§ **Tasks**:
a. Using the passage on gold and oil prices, what are the answers to these questions? Mark each answer (i), (ii), (iii) to match.
(i) How does the current selling price of physical gold compare with what it costs to mine and refine it?
(ii) Between what prices per barrel does the passage forecast oil will stay?
(iii) Which rate does the passage say has been trending toward zero?
b. Can you condense the paragraph of the passage on gold and oil prices that begins "Now, the price of oil is even simpler to forecast" into a shorter version that keeps its main facts?

§ **Passage**:
══════════════════════════════
As far as the price of gold, the picture is also quite clear: it will stay roughly the same, because similar gnomes have the job of hammering it down whenever it shows signs of exceeding a certain threshold. Doing so is not necessarily a money-making proposition for them, but then who needs to make money when you can just print it? Again, this is a sound business plan with bright prospects as far as the eye can see. There is just one little snag: in places where actual savings do exist, people are switching out of dollars and into physical gold, meaning that at some point the cupboard will be bare, no matter what the price, resulting in something called market failure. Since physical gold cannot be willed into existence, and is currently selling for less than it costs to mine it and refine it, this is potentially a problem. Still, my prediction is that the price of gold will remain fixed, until the fix is off, but nobody knows when that will be, not even I.

Now, the price of oil is even simpler to forecast: it will be between $100 and $150 a barrel, roughly. It may briefly dive to as low as $20 a barrel, but that won't last. The past few years have allowed us to empirically determine that $100/bbl is the price that's necessary to keep the oil flowing in the quantities required to keep the economy humming along, now that all the supergiant fields are in depletion and all the new fields are super-expensive and involve deep-sea drilling or fracking or other expensive and/or risky ventures. Now, you might think that keeping the oil flowing in the quantities required to keep the economy humming along may turn out to be problematic at some point. Never fear! All that has to happen in case of a shortfall is that a bunch more workers suddenly get laid off. Yes, this will briefly affect the unemployment rate, but only until their unemployment benefits expire. After that it will only affect the labor participation rate, which has been trending toward zero, but nobody ever looks at it, so it doesn't matter. When people get laid off, suddenly they are not driving to work or consuming beyond what their paltry SNAP and WIC benefits allows them to consume. This causes oil consumption to drop and the economy is in balance again. At the other extreme, $150/bbl is sufficient to put the brakes on the economy for an entirely separate set of reasons: when expenditure on oil rises above some magic percentage of GDP (empirically determined) expenditure on everything that isn't oil drops enough to curtail economic activity, in turn curtailing oil consumption. So, you see, the system is self-regulating, and can continue this way forever. Until it can't. But nobody knows when that will be, not even I.
══════════════════════════════
§ **Items**:
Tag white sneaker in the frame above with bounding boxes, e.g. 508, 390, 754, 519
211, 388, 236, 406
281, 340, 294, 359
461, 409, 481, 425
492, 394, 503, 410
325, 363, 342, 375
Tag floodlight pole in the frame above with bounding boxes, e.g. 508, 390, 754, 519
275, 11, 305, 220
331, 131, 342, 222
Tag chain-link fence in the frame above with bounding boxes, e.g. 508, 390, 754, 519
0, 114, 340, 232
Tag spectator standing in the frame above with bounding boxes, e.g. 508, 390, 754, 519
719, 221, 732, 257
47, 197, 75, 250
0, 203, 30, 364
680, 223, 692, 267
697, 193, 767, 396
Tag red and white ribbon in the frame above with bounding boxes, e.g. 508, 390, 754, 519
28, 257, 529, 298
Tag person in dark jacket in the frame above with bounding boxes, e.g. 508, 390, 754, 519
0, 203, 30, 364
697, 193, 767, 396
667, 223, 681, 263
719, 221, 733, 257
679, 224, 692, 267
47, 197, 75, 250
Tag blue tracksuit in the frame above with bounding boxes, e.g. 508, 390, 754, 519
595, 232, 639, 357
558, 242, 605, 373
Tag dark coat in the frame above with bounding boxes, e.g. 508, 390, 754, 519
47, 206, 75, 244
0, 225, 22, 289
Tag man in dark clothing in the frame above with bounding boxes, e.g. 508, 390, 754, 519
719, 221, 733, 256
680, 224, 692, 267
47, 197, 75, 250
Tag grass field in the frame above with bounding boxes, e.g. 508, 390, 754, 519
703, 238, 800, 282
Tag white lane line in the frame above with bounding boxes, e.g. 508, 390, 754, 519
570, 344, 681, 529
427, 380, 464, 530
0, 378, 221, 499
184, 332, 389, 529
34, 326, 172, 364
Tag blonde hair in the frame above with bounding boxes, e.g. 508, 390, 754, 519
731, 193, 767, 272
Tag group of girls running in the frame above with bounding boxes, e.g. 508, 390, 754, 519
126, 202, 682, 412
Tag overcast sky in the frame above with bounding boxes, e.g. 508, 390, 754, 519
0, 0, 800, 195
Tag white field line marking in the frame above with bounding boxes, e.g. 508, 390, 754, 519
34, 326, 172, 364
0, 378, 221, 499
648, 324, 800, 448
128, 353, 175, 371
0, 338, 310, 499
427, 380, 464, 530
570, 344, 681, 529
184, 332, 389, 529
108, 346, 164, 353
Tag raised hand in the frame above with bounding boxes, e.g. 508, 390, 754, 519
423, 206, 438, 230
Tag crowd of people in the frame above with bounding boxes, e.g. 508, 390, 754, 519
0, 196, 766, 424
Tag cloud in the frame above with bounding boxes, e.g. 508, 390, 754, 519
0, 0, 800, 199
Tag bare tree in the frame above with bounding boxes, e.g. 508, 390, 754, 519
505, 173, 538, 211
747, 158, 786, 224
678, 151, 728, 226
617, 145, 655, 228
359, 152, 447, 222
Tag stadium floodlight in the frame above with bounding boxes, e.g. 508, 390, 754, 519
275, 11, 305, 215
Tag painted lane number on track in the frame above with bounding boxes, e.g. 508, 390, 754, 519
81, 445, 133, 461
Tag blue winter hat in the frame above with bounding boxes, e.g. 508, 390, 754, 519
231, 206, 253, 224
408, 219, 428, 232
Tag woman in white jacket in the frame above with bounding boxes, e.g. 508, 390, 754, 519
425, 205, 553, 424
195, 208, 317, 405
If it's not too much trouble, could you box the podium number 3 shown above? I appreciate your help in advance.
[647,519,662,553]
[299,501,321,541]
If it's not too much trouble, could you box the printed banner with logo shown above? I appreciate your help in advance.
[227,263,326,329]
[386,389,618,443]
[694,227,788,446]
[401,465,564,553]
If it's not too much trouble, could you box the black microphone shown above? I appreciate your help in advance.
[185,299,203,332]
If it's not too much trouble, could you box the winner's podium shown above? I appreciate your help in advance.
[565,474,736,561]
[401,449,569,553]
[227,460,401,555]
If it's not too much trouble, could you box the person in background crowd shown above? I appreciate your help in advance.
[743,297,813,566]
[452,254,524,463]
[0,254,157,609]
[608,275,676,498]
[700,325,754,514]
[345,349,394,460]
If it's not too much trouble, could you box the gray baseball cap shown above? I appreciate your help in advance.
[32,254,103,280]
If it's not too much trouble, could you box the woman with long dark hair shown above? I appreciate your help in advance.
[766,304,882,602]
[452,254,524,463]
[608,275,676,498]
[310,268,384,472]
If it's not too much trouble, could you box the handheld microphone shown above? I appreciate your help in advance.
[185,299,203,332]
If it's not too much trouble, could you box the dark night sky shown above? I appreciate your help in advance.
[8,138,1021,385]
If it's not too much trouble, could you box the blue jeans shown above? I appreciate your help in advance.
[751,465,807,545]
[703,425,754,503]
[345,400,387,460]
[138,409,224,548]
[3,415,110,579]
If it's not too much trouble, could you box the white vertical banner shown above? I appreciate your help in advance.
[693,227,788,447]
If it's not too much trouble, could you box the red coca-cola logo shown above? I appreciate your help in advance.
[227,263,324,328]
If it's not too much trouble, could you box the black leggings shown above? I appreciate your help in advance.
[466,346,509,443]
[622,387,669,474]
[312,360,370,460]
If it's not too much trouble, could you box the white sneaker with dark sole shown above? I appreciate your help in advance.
══════════════════════════════
§ **Answers to each task**:
a.
(i) Physical gold is selling for less than it costs to mine and refine it.
(ii) Roughly between $100 and $150 a barrel.
(iii) The labor participation rate.

b. Oil will stay roughly between $100 and $150 a barrel, apart from brief dives as low as $20. Recent years show that $100/bbl is needed to keep oil flowing in the quantities the economy requires, because the supergiant fields are in depletion and new fields are super-expensive, relying on deep-sea drilling, fracking or other expensive or risky ventures. If supply falls short, more workers get laid off. That briefly affects the unemployment rate until their benefits expire, and after that it only affects the labor participation rate, which nobody looks at. Laid-off people stop driving to work and consume only what SNAP and WIC benefits allow, so oil consumption drops and the economy rebalances. At $150/bbl, oil spending rises above an empirically determined share of GDP, and spending on everything else falls enough to curtail economic activity and oil consumption. The system is therefore self-regulating and can go on forever, until it can't, and nobody knows when that will be, not even I.